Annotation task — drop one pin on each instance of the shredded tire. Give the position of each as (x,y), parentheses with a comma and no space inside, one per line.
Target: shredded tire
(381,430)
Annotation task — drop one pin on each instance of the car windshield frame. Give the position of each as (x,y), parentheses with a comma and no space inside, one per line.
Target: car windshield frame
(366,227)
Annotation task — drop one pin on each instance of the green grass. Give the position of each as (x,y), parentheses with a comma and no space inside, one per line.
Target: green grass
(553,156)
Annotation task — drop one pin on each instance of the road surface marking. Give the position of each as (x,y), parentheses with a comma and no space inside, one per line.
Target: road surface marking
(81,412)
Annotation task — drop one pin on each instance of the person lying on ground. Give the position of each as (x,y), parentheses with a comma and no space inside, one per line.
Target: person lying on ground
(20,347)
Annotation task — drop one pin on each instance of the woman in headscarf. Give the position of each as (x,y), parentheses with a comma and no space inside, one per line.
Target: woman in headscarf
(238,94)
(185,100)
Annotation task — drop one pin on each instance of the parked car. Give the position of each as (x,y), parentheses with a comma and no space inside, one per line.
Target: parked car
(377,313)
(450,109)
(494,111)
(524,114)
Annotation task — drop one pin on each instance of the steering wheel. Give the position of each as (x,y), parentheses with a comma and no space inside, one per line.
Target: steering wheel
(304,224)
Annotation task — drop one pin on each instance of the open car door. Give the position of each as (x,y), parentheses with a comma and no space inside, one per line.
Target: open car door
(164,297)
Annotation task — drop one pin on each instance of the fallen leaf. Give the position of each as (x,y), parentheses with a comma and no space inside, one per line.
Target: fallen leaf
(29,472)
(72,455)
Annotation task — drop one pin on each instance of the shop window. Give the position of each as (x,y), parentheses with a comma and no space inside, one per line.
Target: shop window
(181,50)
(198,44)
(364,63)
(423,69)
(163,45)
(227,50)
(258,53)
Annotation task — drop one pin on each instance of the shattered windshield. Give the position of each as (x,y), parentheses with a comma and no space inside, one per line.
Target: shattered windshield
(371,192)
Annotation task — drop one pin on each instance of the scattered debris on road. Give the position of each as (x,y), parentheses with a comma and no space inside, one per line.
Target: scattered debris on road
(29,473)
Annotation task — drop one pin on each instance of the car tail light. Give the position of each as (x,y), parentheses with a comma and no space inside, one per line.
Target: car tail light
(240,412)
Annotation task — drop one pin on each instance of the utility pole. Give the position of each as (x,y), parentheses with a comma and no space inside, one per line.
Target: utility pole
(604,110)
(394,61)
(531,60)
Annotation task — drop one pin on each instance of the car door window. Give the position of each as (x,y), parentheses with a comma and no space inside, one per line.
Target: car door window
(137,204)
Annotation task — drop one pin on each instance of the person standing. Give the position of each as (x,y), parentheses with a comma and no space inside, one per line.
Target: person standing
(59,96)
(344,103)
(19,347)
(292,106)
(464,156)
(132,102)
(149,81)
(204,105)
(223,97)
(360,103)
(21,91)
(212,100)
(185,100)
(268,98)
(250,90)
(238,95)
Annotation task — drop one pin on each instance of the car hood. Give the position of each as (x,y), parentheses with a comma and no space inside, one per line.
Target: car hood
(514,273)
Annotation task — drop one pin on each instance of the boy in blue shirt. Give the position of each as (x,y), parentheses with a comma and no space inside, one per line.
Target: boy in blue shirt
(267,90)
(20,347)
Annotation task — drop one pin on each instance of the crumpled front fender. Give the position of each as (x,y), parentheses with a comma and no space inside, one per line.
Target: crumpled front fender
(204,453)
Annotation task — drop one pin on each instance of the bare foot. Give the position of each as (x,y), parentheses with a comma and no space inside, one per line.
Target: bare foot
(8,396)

▸ Exercise aim
Repeat each record word for word.

▸ Answer below
Annotation task — drop one pin on each instance of the shredded tire. Give the position of each as (x,y), parentheses with a comma and no space inside, one per line.
Target: shredded tire
(381,430)
Annotation task — drop one pin on each instance of the car windshield frame. Give the position of each as (x,y), parentheses with a comma and no space inside, one per line.
Target: car windshield frame
(366,227)
Annotation task — drop one pin on each instance of the green grass. Give the position of each as (x,y), parentheses with a comma and no space inside, one per line.
Target: green grass
(553,156)
Annotation task — drop one pin on each instance of the road surface marking. Give the position of each as (x,y), parentheses with a comma and no space inside, one per line.
Target: road surface marking
(81,412)
Annotation task — drop one pin on each instance of the person lying on ground. Give the position of each as (x,y), parentheses with a comma and no space inside, one per line.
Target: person lying on ground
(20,347)
Annotation task — drop one pin on each instance of the woman in headscarf. Give the position of each as (x,y), parentheses with a comma and no space inside, one per line.
Target: woman in headscarf
(238,94)
(185,100)
Annotation task — drop one pin on each instance of the parked car. Give the position of each as (x,y), parentheses with a comma and no space inside, one per line.
Target: parked car
(377,313)
(450,109)
(494,111)
(524,114)
Annotation task — drop one pin on each instance of the steering wheel. Give the position of each as (x,y), parentheses with a comma and no space inside, one per line.
Target: steering wheel
(304,224)
Annotation task — drop one pin on each instance of the open car door. Give the position of each as (x,y), parentheses with a comma and no space inside, one per line.
Target: open car door
(164,297)
Annotation task — drop one pin on each instance of the fallen leaf. Give the position of each as (x,y), parentheses with a comma and no space inside, one per line.
Target: fallen leaf
(29,472)
(72,455)
Annotation task — drop one pin on each instance of the shop window. Give the position of each as (x,y), parentheses with a comma and no space inside, one per line.
Target: shop window
(181,50)
(198,44)
(364,63)
(423,69)
(163,45)
(227,50)
(258,53)
Annotation task — drop one pin on each instance of the shattered windshield. Give the position of each as (x,y), parentheses with a comma and no space inside, one per line.
Target: shattered windshield
(371,192)
Annotation task — drop one pin on each instance of the scattered debris on road. Give the position of each as (x,y), parentheses with a comma and no space inside, one per line.
Target: scattered debris on road
(29,473)
Annotation task — drop one pin on each instance of the car tail light. Give the position of each as (x,y), parentheses with a comma and no space inside, one per line.
Target: car tail light
(240,412)
Annotation task — drop one pin on each instance of the utility pole. Give the position of each as (x,y), parentheses with a comma and no space inside, one per line.
Target: utility pole
(604,110)
(394,61)
(531,60)
Annotation task — drop one pin on each instance of the car door window. Give the position of each as (x,y), parentheses with a comma and no space inside, one per line.
Target: car door window
(137,204)
Annotation task — drop one pin on each instance of the person standing. Give the position of each as (x,y), parentheses with a comma and no space inside, one per line.
Target: person standing
(59,96)
(344,103)
(19,347)
(292,106)
(464,156)
(132,102)
(149,81)
(204,105)
(223,97)
(360,103)
(21,91)
(212,100)
(185,100)
(268,98)
(250,90)
(238,95)
Annotation task — drop one pin on each instance of the car hood. Give the position of each as (x,y), parentheses with a comma and no space inside, one per line.
Target: car hood
(514,273)
Annotation task — drop one pin on each instance of the boy in blue shirt. Give the position of each as (x,y), parentheses with a comma and no space inside, one per line.
Target: boy in blue shirt
(267,90)
(20,347)
Annotation task — drop one pin on each instance of the crumpled front fender. Give the position of each as (x,y), parentheses with a comma and no space inside, one per line.
Target: crumpled front fender
(204,453)
Annotation task — drop one pin on each instance of the bare foot. Give the position of each as (x,y), parentheses with a comma and no space inside, one per line.
Target: bare foot
(8,396)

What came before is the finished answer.